Return, word for word, the lines of the material below, starting at the line that contains "the white linen" and continuing through the last line of the material.

— Start of Material —

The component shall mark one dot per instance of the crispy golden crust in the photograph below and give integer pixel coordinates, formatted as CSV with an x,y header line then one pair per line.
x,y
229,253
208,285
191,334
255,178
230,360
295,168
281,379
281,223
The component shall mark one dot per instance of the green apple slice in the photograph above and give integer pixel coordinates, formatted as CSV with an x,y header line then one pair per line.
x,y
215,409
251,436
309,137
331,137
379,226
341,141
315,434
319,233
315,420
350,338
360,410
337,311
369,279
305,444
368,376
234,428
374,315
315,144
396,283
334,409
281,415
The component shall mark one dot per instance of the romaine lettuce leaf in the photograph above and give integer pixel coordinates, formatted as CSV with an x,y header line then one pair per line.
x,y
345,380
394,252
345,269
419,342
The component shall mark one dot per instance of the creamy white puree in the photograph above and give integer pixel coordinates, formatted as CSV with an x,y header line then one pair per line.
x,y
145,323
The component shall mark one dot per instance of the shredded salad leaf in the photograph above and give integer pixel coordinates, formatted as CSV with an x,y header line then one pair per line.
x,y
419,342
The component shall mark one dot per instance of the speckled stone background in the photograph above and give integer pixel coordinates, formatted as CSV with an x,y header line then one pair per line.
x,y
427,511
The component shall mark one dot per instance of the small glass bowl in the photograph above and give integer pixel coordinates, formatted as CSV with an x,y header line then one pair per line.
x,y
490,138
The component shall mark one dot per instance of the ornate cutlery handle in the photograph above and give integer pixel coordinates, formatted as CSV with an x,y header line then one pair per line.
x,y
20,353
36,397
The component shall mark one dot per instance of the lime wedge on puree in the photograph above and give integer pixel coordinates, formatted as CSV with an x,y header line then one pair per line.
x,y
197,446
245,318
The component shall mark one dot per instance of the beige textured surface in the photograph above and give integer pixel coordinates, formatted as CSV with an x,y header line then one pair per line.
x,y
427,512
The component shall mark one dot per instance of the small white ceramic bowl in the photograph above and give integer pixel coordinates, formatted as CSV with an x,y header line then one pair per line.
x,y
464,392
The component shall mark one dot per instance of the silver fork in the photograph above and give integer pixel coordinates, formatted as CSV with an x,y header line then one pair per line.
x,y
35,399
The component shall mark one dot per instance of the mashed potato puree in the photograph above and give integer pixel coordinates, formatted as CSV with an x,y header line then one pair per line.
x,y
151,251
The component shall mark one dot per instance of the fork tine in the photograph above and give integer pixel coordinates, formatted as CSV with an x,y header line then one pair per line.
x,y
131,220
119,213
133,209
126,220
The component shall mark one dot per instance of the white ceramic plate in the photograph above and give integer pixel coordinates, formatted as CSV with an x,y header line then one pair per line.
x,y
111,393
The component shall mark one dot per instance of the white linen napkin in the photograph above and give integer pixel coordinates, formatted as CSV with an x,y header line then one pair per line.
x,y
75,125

— End of Material —

Finished task
The component shall mark one dot per instance of the white linen napkin in the photograph above and give integer pixel coordinates, formatted as CSV with an x,y header line then one pair per line.
x,y
75,125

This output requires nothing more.